+++ DOCUMENT SECTION

Education was another one of Jackson’s greatest passions, as he excelled in the classroom. He graduated Magna Cum Laude with a degree in business education in 1956 before a successful teaching career in Nebraska, including the last 25 years at Columbus High School.
Throughout the decades, the elder Jackson was affectionately known as “coach” to hundreds of young men, including his son Scott and Robinson, as he was a skipper for Legion baseball and more.
“He was a lot of fun, but also very serious. He was disciplined and always coached with integrity,” Robinson said. “Some of the best times ever would be getting him to laugh. His cackle could light up the whole area.”
Wife of the late Jackson, Jeanette, said her husband took a lot of pride in coaching baseball at various levels.
“He always talked about respecting the game,” she said. “That was his thing.”

++++++
+++ ROWS

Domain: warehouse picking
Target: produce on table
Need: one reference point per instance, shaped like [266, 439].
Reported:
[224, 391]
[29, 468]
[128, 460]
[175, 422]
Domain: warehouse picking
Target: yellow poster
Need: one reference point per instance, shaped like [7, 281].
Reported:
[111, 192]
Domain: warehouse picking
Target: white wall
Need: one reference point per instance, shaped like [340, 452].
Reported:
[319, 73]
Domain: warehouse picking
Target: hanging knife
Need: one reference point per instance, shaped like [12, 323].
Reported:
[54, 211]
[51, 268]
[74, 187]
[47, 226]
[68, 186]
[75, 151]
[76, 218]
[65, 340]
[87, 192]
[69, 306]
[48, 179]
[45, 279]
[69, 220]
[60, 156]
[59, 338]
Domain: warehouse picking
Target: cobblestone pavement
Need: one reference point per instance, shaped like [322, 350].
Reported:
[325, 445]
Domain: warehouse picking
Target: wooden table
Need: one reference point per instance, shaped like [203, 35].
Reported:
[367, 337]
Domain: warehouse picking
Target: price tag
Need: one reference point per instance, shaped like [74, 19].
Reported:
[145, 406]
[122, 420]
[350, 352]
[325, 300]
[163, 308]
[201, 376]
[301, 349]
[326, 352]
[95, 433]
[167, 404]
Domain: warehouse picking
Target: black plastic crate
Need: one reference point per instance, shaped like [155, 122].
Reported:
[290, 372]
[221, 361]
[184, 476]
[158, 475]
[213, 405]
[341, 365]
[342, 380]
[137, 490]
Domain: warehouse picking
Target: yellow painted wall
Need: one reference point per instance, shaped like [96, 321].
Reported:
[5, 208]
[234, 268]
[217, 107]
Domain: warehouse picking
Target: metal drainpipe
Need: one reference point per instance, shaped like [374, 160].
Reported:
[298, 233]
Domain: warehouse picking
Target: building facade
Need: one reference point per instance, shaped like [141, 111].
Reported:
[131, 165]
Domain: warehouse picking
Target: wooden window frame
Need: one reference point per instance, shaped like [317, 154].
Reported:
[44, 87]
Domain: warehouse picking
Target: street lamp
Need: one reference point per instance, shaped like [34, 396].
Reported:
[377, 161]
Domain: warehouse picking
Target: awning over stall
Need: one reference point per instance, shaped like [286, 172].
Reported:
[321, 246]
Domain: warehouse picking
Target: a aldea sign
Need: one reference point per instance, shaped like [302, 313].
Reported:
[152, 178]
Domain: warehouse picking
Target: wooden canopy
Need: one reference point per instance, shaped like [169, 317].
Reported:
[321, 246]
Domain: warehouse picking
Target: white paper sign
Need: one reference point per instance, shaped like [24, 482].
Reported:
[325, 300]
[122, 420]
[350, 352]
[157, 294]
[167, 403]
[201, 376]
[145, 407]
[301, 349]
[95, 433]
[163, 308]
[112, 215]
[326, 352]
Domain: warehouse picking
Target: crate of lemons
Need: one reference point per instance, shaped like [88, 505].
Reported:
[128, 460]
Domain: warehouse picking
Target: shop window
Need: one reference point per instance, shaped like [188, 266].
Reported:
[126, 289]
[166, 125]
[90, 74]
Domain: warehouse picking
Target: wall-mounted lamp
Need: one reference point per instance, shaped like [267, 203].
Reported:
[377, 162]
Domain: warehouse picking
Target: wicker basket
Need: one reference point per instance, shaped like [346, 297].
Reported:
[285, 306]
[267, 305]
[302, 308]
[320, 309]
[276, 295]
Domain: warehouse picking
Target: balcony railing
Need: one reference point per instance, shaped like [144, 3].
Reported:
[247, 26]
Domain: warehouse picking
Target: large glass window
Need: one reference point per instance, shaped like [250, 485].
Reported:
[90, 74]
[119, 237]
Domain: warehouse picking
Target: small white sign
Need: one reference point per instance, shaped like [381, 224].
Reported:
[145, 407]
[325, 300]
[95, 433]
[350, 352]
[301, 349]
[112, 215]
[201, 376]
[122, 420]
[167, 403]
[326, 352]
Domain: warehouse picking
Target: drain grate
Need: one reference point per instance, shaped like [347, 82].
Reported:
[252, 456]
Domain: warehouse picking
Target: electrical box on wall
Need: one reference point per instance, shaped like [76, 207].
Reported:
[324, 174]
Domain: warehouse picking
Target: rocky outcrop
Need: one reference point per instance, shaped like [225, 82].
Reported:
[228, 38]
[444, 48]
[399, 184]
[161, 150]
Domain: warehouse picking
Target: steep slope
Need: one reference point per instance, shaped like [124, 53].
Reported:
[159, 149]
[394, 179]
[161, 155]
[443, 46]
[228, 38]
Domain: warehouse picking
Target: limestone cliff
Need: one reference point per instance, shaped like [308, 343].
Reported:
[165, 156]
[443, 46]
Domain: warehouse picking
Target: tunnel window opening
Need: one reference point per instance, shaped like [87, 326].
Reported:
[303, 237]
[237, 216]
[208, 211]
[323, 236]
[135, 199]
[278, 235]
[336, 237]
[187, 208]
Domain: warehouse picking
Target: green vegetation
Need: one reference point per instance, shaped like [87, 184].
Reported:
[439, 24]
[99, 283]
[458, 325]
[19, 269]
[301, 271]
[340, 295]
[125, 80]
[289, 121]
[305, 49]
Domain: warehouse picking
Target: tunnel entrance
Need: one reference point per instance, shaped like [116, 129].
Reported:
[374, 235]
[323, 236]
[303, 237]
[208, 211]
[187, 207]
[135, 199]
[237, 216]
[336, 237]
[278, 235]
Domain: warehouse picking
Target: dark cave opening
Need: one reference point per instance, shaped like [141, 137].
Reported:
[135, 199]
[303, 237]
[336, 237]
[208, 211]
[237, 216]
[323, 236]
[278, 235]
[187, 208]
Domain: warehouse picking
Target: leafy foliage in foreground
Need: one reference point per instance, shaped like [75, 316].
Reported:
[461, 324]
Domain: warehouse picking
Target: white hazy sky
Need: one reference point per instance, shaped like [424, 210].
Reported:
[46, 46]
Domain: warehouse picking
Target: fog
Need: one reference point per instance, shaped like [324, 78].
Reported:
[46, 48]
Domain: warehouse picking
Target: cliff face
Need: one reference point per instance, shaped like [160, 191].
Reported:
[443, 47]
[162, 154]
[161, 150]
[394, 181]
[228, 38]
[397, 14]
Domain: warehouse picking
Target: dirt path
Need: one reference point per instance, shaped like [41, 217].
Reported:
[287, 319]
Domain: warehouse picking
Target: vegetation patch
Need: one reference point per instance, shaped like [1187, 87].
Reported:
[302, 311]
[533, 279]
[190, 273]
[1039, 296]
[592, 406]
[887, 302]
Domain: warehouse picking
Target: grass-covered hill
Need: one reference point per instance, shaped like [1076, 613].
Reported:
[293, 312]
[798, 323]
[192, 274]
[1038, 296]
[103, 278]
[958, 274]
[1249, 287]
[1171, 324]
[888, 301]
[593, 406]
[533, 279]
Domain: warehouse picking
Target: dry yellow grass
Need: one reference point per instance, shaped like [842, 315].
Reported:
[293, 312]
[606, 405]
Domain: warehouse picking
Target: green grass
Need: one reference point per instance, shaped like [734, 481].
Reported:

++++++

JOBS
1. Answer these questions from the passage on Jackson:
(a) In what year did Jackson graduate, and in what field was his degree?
(b) How many years did he teach at Columbus High School?
(c) According to Jeanette, what did her husband always talk about?
2. Carry the passage on Jackson forward from its last sentence.

ANSWERS GIVEN
1.
(a) 1956, in business education
(b) 25 years
(c) Respecting the game

2.
She said her late spouse was a baseball fanatic in so many ways, recalling how a great point of pride for him was knowing he beat the late “Billy” Martin when the two were on opposing teams in a minor league game in Louisiana in the 1950s (Jackson played one summer with the Red Sox and one summer with the Orioles). Martin would go on and become an American League Baseball standout second baseman and five-time World Series champion. He also managed several MLB teams before passing away in 1989.
After he was done playing and coaching, Jackson’s love for the game never wavered. He would watch games on TV and local ones in the stands constantly, they said.
“He still coached in the stands,” Robinson quipped, in response.
The trio had a good laugh, with his son noting his father paid attention to every aspect of the games when he watched them and wasn’t shy on letting others know.
“Umpires across the state breathed a sigh of relief when he passed away,” he said, jokingly. “He was always coaching … and helping the umpires when they needed it.”
The picture that will go on the memorial, which will be removed each year when the season ends, was inspired by an illustration the Jacksons’ late son, Travis, had done when the older Jackson was inducted into the Southwestern Oklahoma State University Athletic Hall of Fame in 2009.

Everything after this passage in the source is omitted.